** start Data listing **

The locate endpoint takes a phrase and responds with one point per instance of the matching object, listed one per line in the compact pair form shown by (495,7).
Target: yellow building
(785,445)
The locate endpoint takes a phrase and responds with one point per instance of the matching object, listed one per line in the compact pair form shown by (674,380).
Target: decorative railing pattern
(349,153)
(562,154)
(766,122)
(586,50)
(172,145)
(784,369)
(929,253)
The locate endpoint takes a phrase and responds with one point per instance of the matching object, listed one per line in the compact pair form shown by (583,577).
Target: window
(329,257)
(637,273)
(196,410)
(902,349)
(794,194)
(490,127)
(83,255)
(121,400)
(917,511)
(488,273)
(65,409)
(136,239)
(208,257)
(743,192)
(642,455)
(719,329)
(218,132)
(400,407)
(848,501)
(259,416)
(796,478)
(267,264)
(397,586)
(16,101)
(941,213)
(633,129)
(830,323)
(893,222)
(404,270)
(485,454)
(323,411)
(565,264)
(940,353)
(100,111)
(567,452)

** end Data listing **

Exercise:
Reproduce the lines of the items above verbatim, beginning with the line that contains "shown by (583,577)." and continuing through the end of the items.

Exercise output:
The locate endpoint takes a phrase and responds with one point per instance of the matching object, listed one per line in the compact pair form shown by (583,577).
Target: window
(329,257)
(637,273)
(196,410)
(902,349)
(794,194)
(490,127)
(83,255)
(121,400)
(917,511)
(488,273)
(65,409)
(136,239)
(208,257)
(743,192)
(642,455)
(719,329)
(218,132)
(400,407)
(848,501)
(259,416)
(796,478)
(267,264)
(397,586)
(16,101)
(941,213)
(633,129)
(830,323)
(893,222)
(404,270)
(485,454)
(323,411)
(565,264)
(940,353)
(100,111)
(567,452)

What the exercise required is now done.